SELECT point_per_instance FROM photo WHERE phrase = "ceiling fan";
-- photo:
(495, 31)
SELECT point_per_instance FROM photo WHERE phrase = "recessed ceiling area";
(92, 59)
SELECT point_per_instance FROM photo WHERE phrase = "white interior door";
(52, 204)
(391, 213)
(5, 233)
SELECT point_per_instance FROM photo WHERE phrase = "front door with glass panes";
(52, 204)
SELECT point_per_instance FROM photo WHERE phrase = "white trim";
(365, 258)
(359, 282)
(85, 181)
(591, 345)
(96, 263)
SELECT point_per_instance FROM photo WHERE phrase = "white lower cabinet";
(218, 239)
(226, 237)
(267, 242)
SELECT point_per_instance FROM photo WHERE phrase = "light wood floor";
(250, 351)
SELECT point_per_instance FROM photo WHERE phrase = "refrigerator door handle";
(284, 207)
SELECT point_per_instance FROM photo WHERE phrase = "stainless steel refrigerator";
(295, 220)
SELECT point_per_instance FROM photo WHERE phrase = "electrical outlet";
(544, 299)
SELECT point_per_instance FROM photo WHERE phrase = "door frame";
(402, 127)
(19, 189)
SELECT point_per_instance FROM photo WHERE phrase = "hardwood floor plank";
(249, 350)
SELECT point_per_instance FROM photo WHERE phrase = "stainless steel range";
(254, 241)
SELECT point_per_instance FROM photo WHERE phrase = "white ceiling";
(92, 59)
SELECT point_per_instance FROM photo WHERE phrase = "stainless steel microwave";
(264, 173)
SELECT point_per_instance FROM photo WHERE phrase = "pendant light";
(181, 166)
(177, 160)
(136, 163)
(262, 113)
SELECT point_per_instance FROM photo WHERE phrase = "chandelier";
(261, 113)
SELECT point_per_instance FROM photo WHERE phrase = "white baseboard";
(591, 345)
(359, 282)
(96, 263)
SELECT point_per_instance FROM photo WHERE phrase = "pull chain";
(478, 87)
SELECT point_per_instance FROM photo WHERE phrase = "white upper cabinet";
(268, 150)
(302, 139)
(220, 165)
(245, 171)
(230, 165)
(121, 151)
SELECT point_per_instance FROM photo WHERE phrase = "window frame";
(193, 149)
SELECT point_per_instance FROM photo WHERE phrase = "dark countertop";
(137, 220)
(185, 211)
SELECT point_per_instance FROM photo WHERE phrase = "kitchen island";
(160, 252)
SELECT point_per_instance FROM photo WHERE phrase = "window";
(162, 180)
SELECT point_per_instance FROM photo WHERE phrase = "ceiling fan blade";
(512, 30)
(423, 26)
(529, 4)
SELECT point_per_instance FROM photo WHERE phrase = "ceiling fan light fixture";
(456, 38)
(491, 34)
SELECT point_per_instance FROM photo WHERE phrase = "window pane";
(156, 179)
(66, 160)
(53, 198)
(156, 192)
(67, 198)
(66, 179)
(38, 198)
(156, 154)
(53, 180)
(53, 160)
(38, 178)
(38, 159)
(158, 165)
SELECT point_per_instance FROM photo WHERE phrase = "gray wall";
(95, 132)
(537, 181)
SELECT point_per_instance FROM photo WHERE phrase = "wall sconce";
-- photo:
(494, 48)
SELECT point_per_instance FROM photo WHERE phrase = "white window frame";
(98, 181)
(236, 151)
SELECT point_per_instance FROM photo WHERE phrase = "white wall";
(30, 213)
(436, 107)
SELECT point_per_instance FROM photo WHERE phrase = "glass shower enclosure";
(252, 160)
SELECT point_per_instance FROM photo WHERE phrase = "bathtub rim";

────────────────────────────────────────

- [Required work]
Copy down the material exactly as written.

- [Completed exercise]
SELECT point_per_instance FROM photo WHERE phrase = "ceiling fan";
-- photo:
(495, 31)
SELECT point_per_instance FROM photo WHERE phrase = "recessed ceiling area";
(92, 59)
SELECT point_per_instance FROM photo WHERE phrase = "white interior door";
(52, 204)
(391, 213)
(5, 233)
SELECT point_per_instance FROM photo WHERE phrase = "front door with glass panes";
(52, 204)
SELECT point_per_instance FROM photo WHERE phrase = "white trim";
(365, 258)
(359, 282)
(85, 181)
(591, 345)
(96, 263)
SELECT point_per_instance FROM photo WHERE phrase = "white lower cabinet";
(218, 239)
(226, 237)
(267, 242)
SELECT point_per_instance FROM photo WHERE phrase = "light wood floor";
(250, 351)
SELECT point_per_instance FROM photo WHERE phrase = "refrigerator door handle";
(284, 207)
SELECT point_per_instance FROM photo WHERE phrase = "stainless steel refrigerator";
(295, 220)
SELECT point_per_instance FROM photo WHERE phrase = "electrical outlet";
(544, 299)
SELECT point_per_instance FROM photo WHERE phrase = "door frame";
(402, 127)
(19, 189)
SELECT point_per_instance FROM photo WHERE phrase = "hardwood floor plank";
(249, 350)
SELECT point_per_instance FROM photo WHERE phrase = "stainless steel range";
(254, 241)
SELECT point_per_instance FROM photo WHERE phrase = "white ceiling";
(92, 59)
SELECT point_per_instance FROM photo WHERE phrase = "stainless steel microwave";
(264, 173)
SELECT point_per_instance FROM photo WHERE phrase = "pendant light";
(181, 166)
(177, 160)
(136, 163)
(262, 113)
SELECT point_per_instance FROM photo WHERE phrase = "chandelier";
(261, 113)
SELECT point_per_instance FROM photo WHERE phrase = "white baseboard";
(591, 345)
(359, 282)
(96, 263)
SELECT point_per_instance FROM photo WHERE phrase = "pull chain";
(478, 87)
SELECT point_per_instance FROM photo WHERE phrase = "white upper cabinet";
(268, 150)
(302, 139)
(220, 165)
(245, 171)
(230, 165)
(121, 151)
SELECT point_per_instance FROM photo WHERE phrase = "window frame";
(193, 149)
SELECT point_per_instance FROM photo WHERE phrase = "dark countertop";
(137, 220)
(185, 211)
SELECT point_per_instance FROM photo WHERE phrase = "kitchen island";
(160, 252)
SELECT point_per_instance FROM photo WHERE phrase = "window";
(162, 180)
SELECT point_per_instance FROM photo WHERE phrase = "ceiling fan blade";
(512, 30)
(423, 26)
(529, 4)
SELECT point_per_instance FROM photo WHERE phrase = "ceiling fan light fixture";
(456, 38)
(491, 34)
SELECT point_per_instance FROM photo WHERE phrase = "window pane";
(156, 179)
(66, 160)
(53, 198)
(156, 192)
(67, 198)
(66, 179)
(38, 198)
(156, 154)
(53, 180)
(53, 160)
(38, 178)
(38, 159)
(158, 165)
SELECT point_per_instance FROM photo WHERE phrase = "gray wall";
(95, 132)
(537, 181)
SELECT point_per_instance FROM photo WHERE phrase = "wall sconce";
-- photo:
(494, 48)
SELECT point_per_instance FROM photo WHERE phrase = "white window frame";
(98, 181)
(236, 151)
SELECT point_per_instance FROM photo WHERE phrase = "white wall";
(30, 213)
(436, 107)
SELECT point_per_instance FROM photo WHERE phrase = "glass shower enclosure";
(252, 160)
SELECT point_per_instance FROM photo WHERE phrase = "bathtub rim";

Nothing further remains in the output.